> [Exercícios]:
[a] Responda, com base no texto sobre a reação imune às bactérias intestinais:
(i) Em que instituição a bióloga faz pós-doutorado atualmente?
(ii) Quem orientou a tese de doutorado dela?
(iii) Que células apresentadoras de antígeno o texto dá como exemplo?
[b] Liste todas as siglas presentes no texto sobre a reação imune às bactérias intestinais.
[c] Dê seguimento ao texto sobre a reação imune às bactérias intestinais, começando logo depois da última frase.

> [Texto fornecido]:

Esse reconhecimento leva esse tipo de célula a se multiplicar para gerar novas células e produzir citocinas – proteínas responsáveis por induzir ou conter a inflamação. “O aumento do número de células e a produção de citocinas constituem a reação do sistema imune contra as bactérias da microbiota”, explica Liliane dos Santos.

A bióloga, que atualmente realiza pós-doutorado no Instituto de Ciências Biológicas (ICB), da UFMG, participou da pesquisa quando esteve no NIH em programa de doutorado sanduíche, de 2009 a 2011. Sua tese de doutorado foi desenvolvida no Programa de Bioquímica e Imunologia do ICB, com orientação da professora Yasmine Belkaid, do NIH.

Tratamento

Na pesquisa, foi possível perceber que quando o equilíbrio é rompido – por uma infecção intestinal causada por parasita, por exemplo –, as bactérias normalmente contidas no intestino se deslocam para outros órgãos. A partir daí, células chamadas apresentadoras de antígeno, como as dendríticas e os macrófagos, carregam partículas das bactérias até as células T, que fazem o reconhecimento.

Registros de uma coleção
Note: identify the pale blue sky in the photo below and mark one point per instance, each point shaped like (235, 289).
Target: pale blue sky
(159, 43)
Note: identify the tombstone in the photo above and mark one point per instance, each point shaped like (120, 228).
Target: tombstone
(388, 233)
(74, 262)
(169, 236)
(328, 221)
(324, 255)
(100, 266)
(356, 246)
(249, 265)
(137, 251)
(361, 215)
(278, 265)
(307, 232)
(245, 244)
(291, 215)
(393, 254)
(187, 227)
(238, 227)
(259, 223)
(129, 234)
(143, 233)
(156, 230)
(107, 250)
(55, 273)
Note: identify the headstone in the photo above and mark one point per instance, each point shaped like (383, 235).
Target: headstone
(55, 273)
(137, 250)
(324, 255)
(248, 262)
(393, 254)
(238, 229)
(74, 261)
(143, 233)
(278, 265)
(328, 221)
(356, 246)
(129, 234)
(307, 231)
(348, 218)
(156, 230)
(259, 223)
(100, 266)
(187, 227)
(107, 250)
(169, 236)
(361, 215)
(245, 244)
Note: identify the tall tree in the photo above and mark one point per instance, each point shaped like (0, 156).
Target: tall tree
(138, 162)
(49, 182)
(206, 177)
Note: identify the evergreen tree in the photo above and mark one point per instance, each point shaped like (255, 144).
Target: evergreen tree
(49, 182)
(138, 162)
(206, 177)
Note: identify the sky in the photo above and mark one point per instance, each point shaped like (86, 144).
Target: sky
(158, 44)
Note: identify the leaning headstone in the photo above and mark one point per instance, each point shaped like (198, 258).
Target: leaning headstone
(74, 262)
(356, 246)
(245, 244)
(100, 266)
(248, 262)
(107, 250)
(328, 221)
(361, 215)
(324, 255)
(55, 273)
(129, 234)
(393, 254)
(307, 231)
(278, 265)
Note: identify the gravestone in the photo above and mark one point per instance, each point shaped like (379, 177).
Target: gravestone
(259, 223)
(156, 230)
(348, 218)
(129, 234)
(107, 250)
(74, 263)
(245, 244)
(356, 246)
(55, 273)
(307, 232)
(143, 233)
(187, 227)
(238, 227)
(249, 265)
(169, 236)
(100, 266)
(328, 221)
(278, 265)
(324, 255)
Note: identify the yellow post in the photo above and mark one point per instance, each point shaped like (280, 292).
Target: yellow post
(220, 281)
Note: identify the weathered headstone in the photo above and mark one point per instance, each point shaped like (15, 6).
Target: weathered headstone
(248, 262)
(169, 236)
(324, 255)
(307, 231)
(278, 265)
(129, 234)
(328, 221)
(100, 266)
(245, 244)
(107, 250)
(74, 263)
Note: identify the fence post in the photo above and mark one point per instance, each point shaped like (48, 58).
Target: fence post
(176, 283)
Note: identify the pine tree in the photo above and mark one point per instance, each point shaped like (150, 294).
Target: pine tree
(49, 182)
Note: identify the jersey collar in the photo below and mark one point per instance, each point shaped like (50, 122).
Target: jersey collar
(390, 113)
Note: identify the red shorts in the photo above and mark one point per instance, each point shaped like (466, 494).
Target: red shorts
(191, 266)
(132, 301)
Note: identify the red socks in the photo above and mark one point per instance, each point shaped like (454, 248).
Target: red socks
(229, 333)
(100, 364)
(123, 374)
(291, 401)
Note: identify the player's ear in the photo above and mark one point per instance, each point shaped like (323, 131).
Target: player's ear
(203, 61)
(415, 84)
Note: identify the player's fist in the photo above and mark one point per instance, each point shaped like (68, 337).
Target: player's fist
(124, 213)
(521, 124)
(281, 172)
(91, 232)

> [Respostas abaixo]:
[a]
(i) No Instituto de Ciências Biológicas (ICB), da UFMG.
(ii) A professora Yasmine Belkaid, do NIH.
(iii) As dendríticas e os macrófagos.

[b] ICB, UFMG, NIH

[c]
O estudo utilizou camundongos especiais, como a linhagem transgênica Cbir1, na qual todas as células T reagem a apenas um tipo de bactéria da flora intestinal. As cobaias foram infectadas com o parasito Toxoplasma gondii, protozoário que provoca infecção capaz de romper as barreiras naturais do intestino, de modo que as bactérias ali presentes chegam a órgãos como baço e fígado. É nesse momento que o sistema imune, conjunto de células e mecanismos responsáveis pela proteção do organismo, elabora resposta exagerada contra tais bactérias. Algumas doenças inflamatórias do intestino, como a colite e a doença de Crohn, têm sua origem nessa reação exagerada do sistema imune.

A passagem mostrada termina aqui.